▶ Supplied records:
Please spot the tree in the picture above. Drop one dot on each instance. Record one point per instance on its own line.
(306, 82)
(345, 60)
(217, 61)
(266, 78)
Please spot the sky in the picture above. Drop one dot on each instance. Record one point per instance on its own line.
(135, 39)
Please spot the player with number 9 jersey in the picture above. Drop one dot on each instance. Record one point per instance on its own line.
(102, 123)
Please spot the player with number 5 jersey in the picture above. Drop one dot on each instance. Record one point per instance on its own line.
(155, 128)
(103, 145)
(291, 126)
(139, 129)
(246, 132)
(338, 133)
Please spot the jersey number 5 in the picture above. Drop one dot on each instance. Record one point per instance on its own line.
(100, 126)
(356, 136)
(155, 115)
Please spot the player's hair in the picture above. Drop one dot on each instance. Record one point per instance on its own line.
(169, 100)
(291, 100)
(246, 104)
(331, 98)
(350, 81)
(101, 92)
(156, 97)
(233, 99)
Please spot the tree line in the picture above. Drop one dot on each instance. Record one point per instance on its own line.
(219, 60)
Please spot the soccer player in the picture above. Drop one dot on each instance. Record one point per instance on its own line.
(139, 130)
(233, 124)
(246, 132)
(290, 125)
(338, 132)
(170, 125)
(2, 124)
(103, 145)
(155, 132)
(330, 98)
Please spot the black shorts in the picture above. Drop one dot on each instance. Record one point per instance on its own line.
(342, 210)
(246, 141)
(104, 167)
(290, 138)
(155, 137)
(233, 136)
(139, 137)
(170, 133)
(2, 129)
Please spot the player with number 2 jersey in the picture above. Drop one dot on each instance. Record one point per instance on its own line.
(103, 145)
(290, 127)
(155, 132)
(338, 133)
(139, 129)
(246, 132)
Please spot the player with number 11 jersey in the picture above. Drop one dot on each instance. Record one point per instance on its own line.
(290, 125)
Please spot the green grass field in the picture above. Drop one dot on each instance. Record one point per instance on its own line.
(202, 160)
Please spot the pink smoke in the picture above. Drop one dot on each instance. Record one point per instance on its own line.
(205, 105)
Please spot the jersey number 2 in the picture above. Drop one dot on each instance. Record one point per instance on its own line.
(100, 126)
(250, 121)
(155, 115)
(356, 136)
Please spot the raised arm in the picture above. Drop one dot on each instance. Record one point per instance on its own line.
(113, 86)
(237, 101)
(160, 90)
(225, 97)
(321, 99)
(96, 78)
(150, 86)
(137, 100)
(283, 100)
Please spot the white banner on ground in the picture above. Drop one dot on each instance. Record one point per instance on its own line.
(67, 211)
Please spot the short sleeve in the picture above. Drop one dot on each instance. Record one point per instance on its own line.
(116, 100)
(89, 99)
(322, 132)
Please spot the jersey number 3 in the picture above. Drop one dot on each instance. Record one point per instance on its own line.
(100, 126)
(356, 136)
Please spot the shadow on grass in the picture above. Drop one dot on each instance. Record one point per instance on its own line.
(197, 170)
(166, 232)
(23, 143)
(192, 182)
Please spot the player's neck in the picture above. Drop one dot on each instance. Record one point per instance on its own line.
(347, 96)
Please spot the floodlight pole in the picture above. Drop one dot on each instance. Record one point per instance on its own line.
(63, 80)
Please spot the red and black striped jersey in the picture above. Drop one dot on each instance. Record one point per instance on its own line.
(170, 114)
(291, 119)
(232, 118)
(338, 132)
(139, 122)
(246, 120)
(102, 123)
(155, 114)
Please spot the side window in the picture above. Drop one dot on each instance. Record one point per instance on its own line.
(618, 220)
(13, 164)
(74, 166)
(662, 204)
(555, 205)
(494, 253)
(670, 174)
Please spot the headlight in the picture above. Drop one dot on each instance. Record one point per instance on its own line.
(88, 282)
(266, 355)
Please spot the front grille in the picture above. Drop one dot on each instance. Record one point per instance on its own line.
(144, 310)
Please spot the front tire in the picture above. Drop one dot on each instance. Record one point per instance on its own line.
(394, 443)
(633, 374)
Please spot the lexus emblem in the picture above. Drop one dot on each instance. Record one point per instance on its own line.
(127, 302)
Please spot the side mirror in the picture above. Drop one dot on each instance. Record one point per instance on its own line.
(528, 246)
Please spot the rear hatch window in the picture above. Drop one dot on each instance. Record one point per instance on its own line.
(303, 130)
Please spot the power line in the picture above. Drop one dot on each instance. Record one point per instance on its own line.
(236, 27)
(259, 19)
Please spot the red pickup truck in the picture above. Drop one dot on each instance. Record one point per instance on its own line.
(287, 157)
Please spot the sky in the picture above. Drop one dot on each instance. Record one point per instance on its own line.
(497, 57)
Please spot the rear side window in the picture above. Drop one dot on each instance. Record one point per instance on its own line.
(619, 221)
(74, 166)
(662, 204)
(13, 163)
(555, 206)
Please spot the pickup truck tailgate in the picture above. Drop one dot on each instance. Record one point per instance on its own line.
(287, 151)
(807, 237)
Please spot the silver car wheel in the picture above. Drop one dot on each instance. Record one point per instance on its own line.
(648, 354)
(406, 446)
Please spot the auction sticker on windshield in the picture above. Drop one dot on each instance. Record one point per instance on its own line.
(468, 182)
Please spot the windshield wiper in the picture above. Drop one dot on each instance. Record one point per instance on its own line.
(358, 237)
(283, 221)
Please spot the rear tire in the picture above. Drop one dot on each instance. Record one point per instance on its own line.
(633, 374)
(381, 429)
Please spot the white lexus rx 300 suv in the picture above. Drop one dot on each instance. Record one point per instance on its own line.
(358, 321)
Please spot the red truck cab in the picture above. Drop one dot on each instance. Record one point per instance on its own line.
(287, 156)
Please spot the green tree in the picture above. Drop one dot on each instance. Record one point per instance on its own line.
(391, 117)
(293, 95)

▶ Work required: Arrange all of the material above as a Markdown table with two columns, Row and Line, giving each non-blank line its own numbered row and leaving out blank lines.

▶ The reply:
| Row | Line |
|---|---|
| 1 | Please spot the tree in the picture above. Drop one dot on each instance. Record one point per instance on its own line. |
| 2 | (306, 82) |
| 3 | (345, 60) |
| 4 | (217, 61) |
| 5 | (266, 78) |
| 6 | Please spot the sky in the picture above. Drop one dot on each instance. Record one point per instance on its own line. |
| 7 | (135, 39) |
| 8 | Please spot the player with number 9 jersey in the picture above. Drop one dot on each instance. Record one point per instance on its own line. |
| 9 | (102, 123) |
| 10 | Please spot the player with number 5 jersey in the picture above. Drop one dot on each instance. Record one point per instance on its own line. |
| 11 | (155, 128) |
| 12 | (103, 145) |
| 13 | (291, 126) |
| 14 | (139, 129) |
| 15 | (246, 132) |
| 16 | (338, 133) |
| 17 | Please spot the jersey number 5 in the picture above. Drop one dot on each instance. Record one point per instance on its own line. |
| 18 | (100, 126) |
| 19 | (356, 136) |
| 20 | (155, 115) |
| 21 | Please spot the player's hair in the picture above. Drop one dot on each instance. Record one point per instance on its own line. |
| 22 | (169, 100) |
| 23 | (291, 100) |
| 24 | (246, 104) |
| 25 | (331, 98) |
| 26 | (350, 81) |
| 27 | (101, 92) |
| 28 | (156, 97) |
| 29 | (233, 99) |
| 30 | Please spot the tree line in the picture above. Drop one dot on each instance. Record one point per instance on its own line. |
| 31 | (219, 60) |
| 32 | Please spot the soccer player in the picture above. Drop one dot on each instance. Record one point per instance on its own line. |
| 33 | (139, 130) |
| 34 | (233, 124) |
| 35 | (246, 132) |
| 36 | (290, 125) |
| 37 | (338, 132) |
| 38 | (170, 125) |
| 39 | (2, 124) |
| 40 | (103, 145) |
| 41 | (155, 132) |
| 42 | (330, 98) |
| 43 | Please spot the black shorts in the picture above. Drop one dot on each instance. Record one point per instance on its own line. |
| 44 | (342, 210) |
| 45 | (246, 141) |
| 46 | (104, 167) |
| 47 | (290, 138) |
| 48 | (155, 137) |
| 49 | (233, 136) |
| 50 | (139, 137) |
| 51 | (170, 133) |
| 52 | (2, 129) |
| 53 | Please spot the player with number 2 jersey in the picture above. Drop one dot on each instance. Record one point per instance on its own line. |
| 54 | (103, 145) |
| 55 | (290, 127) |
| 56 | (155, 132) |
| 57 | (338, 133) |
| 58 | (139, 129) |
| 59 | (246, 132) |
| 60 | Please spot the player with number 11 jersey in the picture above. Drop one dot on each instance. Record one point per instance on its own line. |
| 61 | (290, 125) |
| 62 | Please spot the green grass field in the picture above. Drop one dot on each instance. Record one point per instance on its own line. |
| 63 | (202, 160) |
| 64 | Please spot the pink smoke in the picture above. Drop one dot on each instance. Record one point per instance on its own line. |
| 65 | (205, 105) |
| 66 | Please spot the jersey number 2 in the picture above. Drop one dot on each instance. Record one point per instance on its own line. |
| 67 | (100, 126) |
| 68 | (250, 121) |
| 69 | (155, 115) |
| 70 | (356, 136) |
| 71 | Please spot the raised arm in the picture above. Drop one dot on each instance. Record one point per instance on its own line. |
| 72 | (113, 86) |
| 73 | (237, 101) |
| 74 | (160, 90) |
| 75 | (225, 97) |
| 76 | (321, 99) |
| 77 | (96, 78) |
| 78 | (150, 86) |
| 79 | (137, 100) |
| 80 | (283, 100) |
| 81 | Please spot the white banner on ground in the picture above. Drop one dot on each instance. Record one point per instance on its own line. |
| 82 | (67, 211) |
| 83 | Please spot the short sleeve in the picture above. Drop one dot on each instance. Record one point per instance on its own line. |
| 84 | (116, 100) |
| 85 | (89, 99) |
| 86 | (322, 132) |
| 87 | Please spot the jersey number 3 in the picture above. Drop one dot on each instance. Record one point per instance on its own line. |
| 88 | (100, 126) |
| 89 | (356, 136) |
| 90 | Please spot the shadow on grass in the picture above. Drop one dot on each instance. Record one point per instance on its own line. |
| 91 | (197, 170) |
| 92 | (166, 232) |
| 93 | (23, 143) |
| 94 | (192, 182) |
| 95 | Please spot the player's neck in the picture above. Drop one dot on each instance. Record one point per instance on its own line. |
| 96 | (347, 96) |
| 97 | Please spot the floodlight pole in the picture above. Drop one dot on each instance. Record one point per instance on its own line. |
| 98 | (63, 80) |
| 99 | Please spot the red and black striped jersey in the picture above. Drop one dot on each instance. Record one point per instance on its own line. |
| 100 | (170, 114) |
| 101 | (291, 119) |
| 102 | (232, 118) |
| 103 | (338, 132) |
| 104 | (139, 122) |
| 105 | (246, 120) |
| 106 | (102, 123) |
| 107 | (155, 114) |
| 108 | Please spot the side window in the picture above. Drop one dot on each instance. Record one point per instance on its own line. |
| 109 | (618, 220) |
| 110 | (13, 164) |
| 111 | (74, 166) |
| 112 | (662, 204) |
| 113 | (555, 205) |
| 114 | (494, 253) |
| 115 | (670, 174) |
| 116 | Please spot the headlight in the picture above. Drop one dot on each instance. Record one point per instance on its own line. |
| 117 | (88, 282) |
| 118 | (266, 355) |
| 119 | Please spot the front grille in the picture above. Drop one dot on each instance. Record one point per instance on its own line. |
| 120 | (144, 310) |
| 121 | Please spot the front tire in the picture above. Drop one dot on each instance. Record one point per instance on its own line. |
| 122 | (394, 443) |
| 123 | (633, 374) |
| 124 | Please spot the lexus emblem in the picture above. Drop one dot on each instance. Record one point per instance on its own line. |
| 125 | (127, 302) |
| 126 | Please spot the side mirror in the picture above. Drop one dot on each instance. Record one point per instance on its own line. |
| 127 | (528, 246) |
| 128 | Please spot the rear hatch window in the picture above. Drop one dot on each instance. Record one point per instance on its own line. |
| 129 | (303, 130) |
| 130 | Please spot the power line in the picture above. Drop one dot on each instance. Record one point per instance on its own line. |
| 131 | (236, 27) |
| 132 | (259, 19) |
| 133 | Please spot the red pickup truck in the picture above. Drop one dot on each instance. Record one point per instance on its own line. |
| 134 | (287, 157) |
| 135 | Please spot the sky in the picture above. Drop one dot on each instance. Record one point per instance on its own line. |
| 136 | (497, 57) |
| 137 | Please spot the rear side window in the picture above. Drop one dot on each instance. Record one point per instance on its own line. |
| 138 | (619, 221) |
| 139 | (74, 166) |
| 140 | (662, 204) |
| 141 | (13, 163) |
| 142 | (555, 206) |
| 143 | Please spot the pickup truck tailgate in the picture above. Drop one dot on each instance. Record one point per instance on its own line. |
| 144 | (287, 151) |
| 145 | (807, 237) |
| 146 | Please spot the silver car wheel in the picture above. Drop one dot on each instance. Record one point per instance on its own line. |
| 147 | (648, 354) |
| 148 | (406, 446) |
| 149 | Please spot the auction sticker on windshield in the picture above. Drop one dot on each instance. Record one point per instance on its own line. |
| 150 | (468, 182) |
| 151 | Please spot the windshield wiper in the picture above. Drop one dot on each instance. Record one point per instance on its own line. |
| 152 | (358, 237) |
| 153 | (283, 221) |
| 154 | Please spot the rear tire in the picture above. Drop one dot on each instance. Record one point per instance on its own line. |
| 155 | (633, 374) |
| 156 | (381, 429) |
| 157 | Please spot the white lexus rx 300 suv in the picture above. Drop one dot on each instance. Record one point per instance on its own line. |
| 158 | (358, 321) |
| 159 | Please spot the red truck cab in the picture above. Drop one dot on each instance. Record one point per instance on its own line. |
| 160 | (287, 156) |
| 161 | Please spot the green tree in the picture above. Drop one dot on each instance. Record one point per instance on its own line. |
| 162 | (391, 117) |
| 163 | (293, 95) |